Records from a data collection:
## START
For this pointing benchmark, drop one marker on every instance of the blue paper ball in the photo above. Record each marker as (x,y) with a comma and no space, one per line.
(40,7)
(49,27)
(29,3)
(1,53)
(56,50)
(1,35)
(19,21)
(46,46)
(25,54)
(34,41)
## END
AIM OF THE TASK
Can you rewrite the listing with every "marker" changed to "dot" and nothing else altered?

WRITTEN SOLUTION
For this pointing benchmark, drop one dot on every instance of the blue paper ball in the photo above. Record each dot as (x,y) with a comma and no space, one per line.
(40,7)
(49,27)
(29,3)
(1,53)
(56,50)
(1,35)
(19,21)
(46,46)
(25,54)
(34,41)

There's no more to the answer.